■ **Directions for this task**: Rewrite the part of the records that opens with the line containing "tag=nightstand drawer" and closes with the line containing "[502,320,536,332]", both lines included, keeping every tag line as it is. In that part only, multiply each box coordinate by 2.6 and round it to a whole number, with halves rounded up.

■ **Material for this exercise**:
------------------------------

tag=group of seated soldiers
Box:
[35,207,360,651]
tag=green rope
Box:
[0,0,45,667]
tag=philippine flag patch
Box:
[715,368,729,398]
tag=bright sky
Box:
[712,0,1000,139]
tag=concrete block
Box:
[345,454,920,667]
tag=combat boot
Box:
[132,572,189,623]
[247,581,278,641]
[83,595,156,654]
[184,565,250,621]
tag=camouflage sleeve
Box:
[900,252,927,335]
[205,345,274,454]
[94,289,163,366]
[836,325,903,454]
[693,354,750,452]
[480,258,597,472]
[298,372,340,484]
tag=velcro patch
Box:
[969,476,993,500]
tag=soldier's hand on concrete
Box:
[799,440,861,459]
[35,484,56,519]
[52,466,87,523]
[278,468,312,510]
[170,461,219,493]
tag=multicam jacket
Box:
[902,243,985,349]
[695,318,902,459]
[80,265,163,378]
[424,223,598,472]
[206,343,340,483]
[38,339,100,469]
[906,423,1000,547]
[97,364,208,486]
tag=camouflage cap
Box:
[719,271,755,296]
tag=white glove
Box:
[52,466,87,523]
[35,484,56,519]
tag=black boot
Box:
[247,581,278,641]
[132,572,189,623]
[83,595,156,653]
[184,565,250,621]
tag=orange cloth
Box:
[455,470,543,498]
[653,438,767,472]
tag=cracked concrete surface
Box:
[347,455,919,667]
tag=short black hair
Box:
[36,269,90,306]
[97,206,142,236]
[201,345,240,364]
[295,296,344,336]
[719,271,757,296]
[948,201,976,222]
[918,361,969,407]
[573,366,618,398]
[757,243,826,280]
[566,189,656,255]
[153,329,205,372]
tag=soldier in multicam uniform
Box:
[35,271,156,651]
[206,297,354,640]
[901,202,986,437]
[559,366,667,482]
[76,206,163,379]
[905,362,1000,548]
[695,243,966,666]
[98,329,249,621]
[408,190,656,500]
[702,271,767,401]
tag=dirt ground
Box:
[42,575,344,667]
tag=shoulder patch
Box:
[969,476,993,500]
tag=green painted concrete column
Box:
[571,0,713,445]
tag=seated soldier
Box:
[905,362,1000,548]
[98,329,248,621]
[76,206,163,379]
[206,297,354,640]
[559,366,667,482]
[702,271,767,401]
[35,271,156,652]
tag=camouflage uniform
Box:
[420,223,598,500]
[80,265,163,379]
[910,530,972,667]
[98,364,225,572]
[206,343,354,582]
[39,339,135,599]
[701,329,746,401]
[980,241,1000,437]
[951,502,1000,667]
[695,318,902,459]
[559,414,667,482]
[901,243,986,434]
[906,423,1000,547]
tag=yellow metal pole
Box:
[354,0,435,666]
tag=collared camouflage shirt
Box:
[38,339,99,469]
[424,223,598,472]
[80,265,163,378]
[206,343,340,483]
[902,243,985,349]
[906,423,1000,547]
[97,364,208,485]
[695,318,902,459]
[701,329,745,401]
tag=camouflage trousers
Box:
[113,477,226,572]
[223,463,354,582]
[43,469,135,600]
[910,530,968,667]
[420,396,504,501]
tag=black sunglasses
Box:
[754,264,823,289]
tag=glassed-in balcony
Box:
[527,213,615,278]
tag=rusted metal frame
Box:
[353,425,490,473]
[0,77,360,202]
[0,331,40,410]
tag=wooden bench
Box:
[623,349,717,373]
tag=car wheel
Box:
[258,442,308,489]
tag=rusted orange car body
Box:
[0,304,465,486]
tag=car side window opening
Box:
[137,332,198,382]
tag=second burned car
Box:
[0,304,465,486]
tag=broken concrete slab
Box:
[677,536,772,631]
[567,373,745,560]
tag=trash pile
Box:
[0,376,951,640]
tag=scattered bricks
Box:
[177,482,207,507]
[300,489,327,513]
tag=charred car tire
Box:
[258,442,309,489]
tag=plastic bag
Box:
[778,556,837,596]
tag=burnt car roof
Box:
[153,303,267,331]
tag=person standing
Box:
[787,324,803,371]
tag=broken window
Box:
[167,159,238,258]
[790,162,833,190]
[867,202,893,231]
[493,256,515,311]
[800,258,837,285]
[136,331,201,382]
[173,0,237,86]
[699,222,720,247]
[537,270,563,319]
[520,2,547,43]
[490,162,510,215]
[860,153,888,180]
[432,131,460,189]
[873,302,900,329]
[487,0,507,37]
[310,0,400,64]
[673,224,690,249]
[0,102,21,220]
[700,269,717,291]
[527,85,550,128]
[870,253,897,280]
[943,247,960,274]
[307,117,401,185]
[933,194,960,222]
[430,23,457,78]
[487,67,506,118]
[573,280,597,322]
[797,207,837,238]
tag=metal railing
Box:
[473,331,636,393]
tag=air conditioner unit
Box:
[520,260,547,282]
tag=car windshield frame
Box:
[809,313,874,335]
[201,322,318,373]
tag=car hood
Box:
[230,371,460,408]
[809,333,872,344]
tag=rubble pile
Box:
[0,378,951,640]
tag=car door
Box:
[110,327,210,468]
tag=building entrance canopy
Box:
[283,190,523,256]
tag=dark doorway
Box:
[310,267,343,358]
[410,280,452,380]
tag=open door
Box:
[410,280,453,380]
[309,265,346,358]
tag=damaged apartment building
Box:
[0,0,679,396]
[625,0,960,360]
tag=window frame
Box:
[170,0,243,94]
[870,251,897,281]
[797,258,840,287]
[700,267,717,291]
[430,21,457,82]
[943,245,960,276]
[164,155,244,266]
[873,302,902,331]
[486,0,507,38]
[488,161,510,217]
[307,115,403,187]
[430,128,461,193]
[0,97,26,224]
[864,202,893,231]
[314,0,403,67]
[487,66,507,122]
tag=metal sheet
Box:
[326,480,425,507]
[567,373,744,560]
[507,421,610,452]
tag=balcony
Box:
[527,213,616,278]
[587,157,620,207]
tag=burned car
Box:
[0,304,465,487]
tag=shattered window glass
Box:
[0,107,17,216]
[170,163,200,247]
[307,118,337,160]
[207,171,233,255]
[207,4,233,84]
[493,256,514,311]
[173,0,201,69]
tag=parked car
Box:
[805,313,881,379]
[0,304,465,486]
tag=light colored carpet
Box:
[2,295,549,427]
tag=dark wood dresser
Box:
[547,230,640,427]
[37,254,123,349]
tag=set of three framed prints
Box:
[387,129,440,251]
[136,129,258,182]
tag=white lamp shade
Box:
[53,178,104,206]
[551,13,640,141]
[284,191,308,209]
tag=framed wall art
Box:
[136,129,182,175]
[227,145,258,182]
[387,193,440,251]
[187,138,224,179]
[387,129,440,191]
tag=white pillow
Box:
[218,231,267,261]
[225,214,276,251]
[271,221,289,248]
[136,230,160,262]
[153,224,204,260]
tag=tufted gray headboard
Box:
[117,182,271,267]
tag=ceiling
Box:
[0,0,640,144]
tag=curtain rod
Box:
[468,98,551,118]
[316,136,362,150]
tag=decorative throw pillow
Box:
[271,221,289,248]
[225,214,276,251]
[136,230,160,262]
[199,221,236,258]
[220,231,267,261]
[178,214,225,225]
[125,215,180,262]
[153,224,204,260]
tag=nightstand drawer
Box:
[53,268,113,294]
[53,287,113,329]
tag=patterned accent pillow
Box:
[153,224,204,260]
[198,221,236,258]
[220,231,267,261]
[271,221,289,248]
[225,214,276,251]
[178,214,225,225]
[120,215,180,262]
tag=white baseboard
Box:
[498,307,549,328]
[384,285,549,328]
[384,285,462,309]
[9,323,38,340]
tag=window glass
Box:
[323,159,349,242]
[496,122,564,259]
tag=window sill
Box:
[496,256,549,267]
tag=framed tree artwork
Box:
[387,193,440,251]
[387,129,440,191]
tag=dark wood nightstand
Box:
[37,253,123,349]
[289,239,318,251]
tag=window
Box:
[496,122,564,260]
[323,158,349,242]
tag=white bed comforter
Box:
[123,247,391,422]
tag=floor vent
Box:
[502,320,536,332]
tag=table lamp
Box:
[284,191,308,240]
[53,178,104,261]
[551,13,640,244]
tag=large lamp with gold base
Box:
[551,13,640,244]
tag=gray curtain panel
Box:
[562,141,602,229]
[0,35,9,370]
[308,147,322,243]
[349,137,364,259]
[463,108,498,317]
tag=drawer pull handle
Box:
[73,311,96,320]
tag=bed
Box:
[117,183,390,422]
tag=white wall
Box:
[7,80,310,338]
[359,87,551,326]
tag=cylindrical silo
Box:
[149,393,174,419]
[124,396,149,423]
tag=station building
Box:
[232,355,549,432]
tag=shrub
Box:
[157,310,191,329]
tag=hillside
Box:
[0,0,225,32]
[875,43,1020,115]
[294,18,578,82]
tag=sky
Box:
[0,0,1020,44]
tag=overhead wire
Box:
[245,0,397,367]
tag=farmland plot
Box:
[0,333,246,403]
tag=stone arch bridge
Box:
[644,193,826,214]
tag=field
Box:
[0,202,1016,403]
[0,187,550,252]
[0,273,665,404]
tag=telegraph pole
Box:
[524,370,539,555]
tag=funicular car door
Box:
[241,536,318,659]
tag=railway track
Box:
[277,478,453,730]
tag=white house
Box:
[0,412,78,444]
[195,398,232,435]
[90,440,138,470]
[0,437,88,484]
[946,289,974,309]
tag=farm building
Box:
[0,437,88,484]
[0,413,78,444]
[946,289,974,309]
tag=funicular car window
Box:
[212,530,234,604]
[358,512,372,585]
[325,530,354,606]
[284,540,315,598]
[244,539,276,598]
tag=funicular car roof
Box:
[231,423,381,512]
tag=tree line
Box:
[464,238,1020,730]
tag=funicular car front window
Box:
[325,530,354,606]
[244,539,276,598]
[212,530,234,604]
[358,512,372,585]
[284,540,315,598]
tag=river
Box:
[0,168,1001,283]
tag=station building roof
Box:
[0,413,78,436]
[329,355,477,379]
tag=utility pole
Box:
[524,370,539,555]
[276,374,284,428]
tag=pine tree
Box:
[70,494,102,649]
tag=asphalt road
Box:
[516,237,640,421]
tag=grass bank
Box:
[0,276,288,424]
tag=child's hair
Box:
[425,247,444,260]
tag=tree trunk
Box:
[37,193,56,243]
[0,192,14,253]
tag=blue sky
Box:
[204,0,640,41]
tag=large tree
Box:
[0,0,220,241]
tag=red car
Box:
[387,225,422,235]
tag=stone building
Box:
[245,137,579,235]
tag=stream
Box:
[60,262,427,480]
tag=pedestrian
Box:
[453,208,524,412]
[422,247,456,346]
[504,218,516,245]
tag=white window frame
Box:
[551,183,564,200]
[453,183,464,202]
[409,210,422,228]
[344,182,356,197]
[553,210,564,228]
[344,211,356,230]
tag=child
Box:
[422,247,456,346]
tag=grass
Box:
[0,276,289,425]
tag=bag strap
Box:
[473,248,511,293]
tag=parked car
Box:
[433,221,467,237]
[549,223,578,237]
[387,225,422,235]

------------------------------

■ **Result**:
tag=nightstand drawer
Box:
[138,697,294,764]
[138,746,294,855]
tag=patterned accent pillow
Box:
[398,582,530,676]
[515,575,614,671]
[572,601,694,679]
[705,575,751,645]
[585,556,718,653]
[463,556,585,585]
[312,559,468,681]
tag=white baseboard
Box:
[1295,798,1427,853]
[998,741,1427,853]
[998,741,1201,803]
[23,840,99,884]
tag=window glass
Box:
[840,413,907,629]
[1290,317,1466,673]
tag=window sill
Box:
[1290,666,1427,694]
tag=framed tree artwork
Box:
[1006,502,1144,653]
[1006,335,1144,497]
tag=dark wood nightstand
Box:
[96,658,320,907]
[751,621,827,653]
tag=window
Box:
[1290,317,1466,676]
[840,411,907,629]
tag=white bed comforter
Box:
[320,642,1017,1097]
tag=floor vent
Box:
[1305,832,1394,863]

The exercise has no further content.